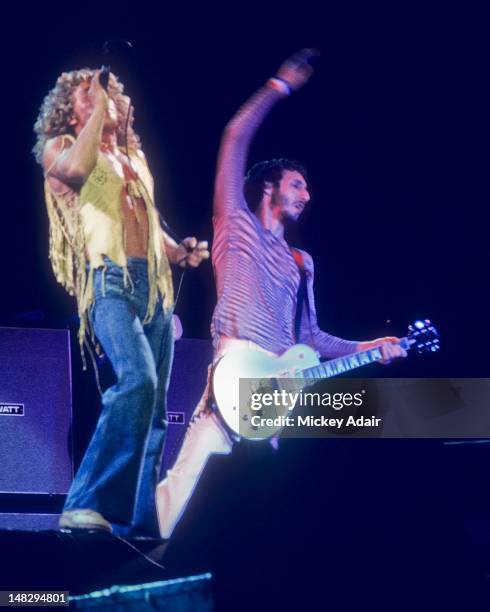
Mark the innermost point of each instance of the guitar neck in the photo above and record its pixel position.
(334, 367)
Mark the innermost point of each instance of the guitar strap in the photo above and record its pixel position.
(302, 298)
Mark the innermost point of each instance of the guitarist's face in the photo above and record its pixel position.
(291, 196)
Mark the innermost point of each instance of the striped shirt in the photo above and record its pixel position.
(257, 278)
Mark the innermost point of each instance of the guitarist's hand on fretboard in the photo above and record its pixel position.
(390, 348)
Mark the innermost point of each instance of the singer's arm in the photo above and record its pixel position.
(72, 165)
(189, 252)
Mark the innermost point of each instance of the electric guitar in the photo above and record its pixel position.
(240, 374)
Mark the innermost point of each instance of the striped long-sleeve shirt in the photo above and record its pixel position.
(257, 278)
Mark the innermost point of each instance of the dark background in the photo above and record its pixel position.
(394, 130)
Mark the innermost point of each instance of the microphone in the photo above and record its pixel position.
(104, 76)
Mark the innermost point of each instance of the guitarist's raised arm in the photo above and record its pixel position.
(238, 134)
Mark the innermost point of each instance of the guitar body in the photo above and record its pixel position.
(256, 371)
(238, 375)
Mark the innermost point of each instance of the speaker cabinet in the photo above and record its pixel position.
(35, 411)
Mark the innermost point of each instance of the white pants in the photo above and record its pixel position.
(205, 436)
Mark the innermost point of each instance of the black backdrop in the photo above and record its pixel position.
(394, 131)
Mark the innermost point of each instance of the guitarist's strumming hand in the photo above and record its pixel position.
(390, 348)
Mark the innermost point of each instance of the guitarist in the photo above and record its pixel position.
(258, 276)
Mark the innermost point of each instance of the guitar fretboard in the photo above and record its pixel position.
(334, 367)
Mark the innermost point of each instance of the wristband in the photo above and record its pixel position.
(280, 84)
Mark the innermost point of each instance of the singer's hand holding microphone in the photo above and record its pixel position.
(98, 88)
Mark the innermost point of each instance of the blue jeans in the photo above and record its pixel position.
(119, 472)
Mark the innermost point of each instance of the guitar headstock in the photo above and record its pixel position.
(423, 336)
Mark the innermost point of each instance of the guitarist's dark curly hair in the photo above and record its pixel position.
(268, 171)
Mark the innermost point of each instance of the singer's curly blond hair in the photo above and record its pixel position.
(57, 110)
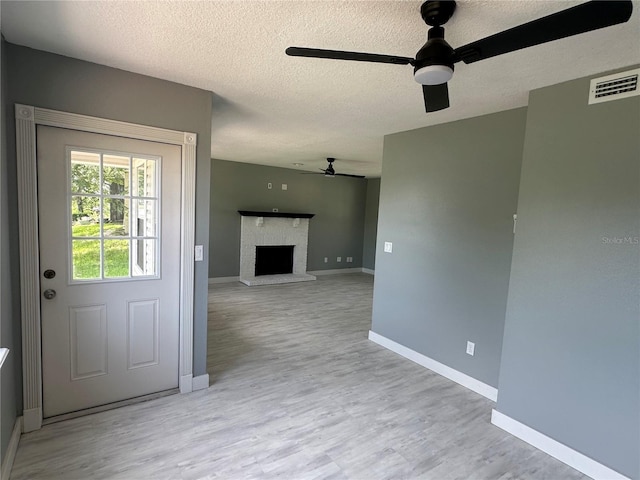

==========

* [Instructions for the task] Return each line of the records above that contains the string "dark". Case matters.

* [Exercise response]
Mark the innermost point of each instance of the dark background in the photo above and record its pixel position.
Mark the innermost point of each instance of the guitarist's dark curly hair in the photo above and record its pixel position.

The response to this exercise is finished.